DIRECTIVE
Pull out every line below that contains the string "ceiling", with case counting.

INPUT DATA

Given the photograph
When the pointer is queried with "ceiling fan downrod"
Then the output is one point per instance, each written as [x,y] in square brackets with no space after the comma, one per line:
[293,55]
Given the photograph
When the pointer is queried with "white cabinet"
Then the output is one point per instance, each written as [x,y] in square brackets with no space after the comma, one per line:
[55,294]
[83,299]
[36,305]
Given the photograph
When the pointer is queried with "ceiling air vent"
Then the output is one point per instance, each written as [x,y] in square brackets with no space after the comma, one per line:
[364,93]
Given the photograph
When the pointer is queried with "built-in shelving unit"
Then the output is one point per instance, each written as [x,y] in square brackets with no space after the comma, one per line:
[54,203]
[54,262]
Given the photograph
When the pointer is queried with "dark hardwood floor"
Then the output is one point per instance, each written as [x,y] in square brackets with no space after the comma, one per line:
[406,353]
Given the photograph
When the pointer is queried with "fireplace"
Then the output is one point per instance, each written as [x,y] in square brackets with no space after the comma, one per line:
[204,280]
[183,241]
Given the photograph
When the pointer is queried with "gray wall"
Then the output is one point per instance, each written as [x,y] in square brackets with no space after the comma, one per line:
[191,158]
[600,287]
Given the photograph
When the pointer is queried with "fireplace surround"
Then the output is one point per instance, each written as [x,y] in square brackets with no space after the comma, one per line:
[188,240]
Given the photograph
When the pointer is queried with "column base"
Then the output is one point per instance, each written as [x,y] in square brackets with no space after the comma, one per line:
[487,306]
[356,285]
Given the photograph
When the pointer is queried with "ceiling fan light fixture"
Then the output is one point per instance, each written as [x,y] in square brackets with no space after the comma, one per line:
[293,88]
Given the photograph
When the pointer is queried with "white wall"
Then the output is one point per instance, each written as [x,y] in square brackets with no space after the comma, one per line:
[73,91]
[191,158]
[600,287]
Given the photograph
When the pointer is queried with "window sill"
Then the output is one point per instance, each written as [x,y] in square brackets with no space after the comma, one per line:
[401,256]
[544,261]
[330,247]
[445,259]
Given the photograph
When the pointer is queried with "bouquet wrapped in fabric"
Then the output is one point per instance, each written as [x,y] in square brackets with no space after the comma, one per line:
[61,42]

FINISHED ANSWER
When the pointer is queried with "ceiling fan downrod"
When the pointer is queried with "ceiling air vent"
When the pointer is queried with "ceiling fan light fixture"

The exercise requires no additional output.